ASSIGNED TASK:
Within the entries below, find each line containing the word "seagull" and copy it.

******************************

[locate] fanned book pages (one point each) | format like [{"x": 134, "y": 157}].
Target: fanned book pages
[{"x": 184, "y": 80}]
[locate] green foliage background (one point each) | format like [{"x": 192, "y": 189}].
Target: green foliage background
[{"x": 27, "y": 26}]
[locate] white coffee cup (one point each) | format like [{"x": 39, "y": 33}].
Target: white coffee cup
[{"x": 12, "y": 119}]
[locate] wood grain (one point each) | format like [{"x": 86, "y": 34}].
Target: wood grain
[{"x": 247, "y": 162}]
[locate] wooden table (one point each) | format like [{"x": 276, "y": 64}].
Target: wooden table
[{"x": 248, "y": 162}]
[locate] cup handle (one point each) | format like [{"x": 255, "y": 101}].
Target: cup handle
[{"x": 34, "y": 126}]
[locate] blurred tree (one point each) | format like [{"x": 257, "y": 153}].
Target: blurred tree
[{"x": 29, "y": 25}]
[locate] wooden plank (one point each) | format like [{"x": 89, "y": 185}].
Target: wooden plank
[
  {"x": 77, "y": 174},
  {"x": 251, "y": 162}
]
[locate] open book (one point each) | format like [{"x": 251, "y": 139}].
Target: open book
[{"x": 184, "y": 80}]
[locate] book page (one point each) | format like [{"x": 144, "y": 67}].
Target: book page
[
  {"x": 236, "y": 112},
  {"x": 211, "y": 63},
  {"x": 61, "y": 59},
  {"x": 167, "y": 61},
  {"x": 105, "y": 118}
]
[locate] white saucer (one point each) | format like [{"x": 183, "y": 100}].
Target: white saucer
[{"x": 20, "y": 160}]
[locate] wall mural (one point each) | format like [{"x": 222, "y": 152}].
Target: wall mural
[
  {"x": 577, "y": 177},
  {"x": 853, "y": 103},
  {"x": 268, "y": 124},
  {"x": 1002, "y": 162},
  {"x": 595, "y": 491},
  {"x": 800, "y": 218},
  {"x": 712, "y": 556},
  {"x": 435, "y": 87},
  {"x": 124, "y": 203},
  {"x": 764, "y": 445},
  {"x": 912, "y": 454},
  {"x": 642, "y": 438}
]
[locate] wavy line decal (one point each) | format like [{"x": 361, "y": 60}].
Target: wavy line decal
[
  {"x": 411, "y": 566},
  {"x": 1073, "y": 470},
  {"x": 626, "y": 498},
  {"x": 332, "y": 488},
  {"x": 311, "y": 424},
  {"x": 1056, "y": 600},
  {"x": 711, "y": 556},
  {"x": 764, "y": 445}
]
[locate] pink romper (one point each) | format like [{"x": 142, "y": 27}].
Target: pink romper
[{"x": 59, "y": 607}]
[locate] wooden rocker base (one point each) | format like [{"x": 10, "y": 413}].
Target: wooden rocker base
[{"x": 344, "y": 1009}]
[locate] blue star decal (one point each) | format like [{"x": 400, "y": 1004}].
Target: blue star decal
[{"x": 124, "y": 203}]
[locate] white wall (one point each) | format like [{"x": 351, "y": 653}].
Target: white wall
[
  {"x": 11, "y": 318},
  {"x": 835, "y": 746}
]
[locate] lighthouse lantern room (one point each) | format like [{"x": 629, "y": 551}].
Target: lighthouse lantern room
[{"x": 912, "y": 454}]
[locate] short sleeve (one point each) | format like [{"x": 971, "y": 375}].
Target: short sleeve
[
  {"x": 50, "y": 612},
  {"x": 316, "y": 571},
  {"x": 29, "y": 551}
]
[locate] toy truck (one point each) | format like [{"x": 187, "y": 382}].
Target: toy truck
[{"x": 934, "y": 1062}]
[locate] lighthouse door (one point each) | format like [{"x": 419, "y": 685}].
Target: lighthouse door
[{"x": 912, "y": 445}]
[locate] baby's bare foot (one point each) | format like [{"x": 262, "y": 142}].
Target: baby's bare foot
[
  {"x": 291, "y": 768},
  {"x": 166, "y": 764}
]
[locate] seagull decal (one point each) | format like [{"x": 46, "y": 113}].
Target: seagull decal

******************************

RESPONSE TO THE TASK:
[locate] seagull decal (one point each) | format like [{"x": 46, "y": 113}].
Target: seagull decal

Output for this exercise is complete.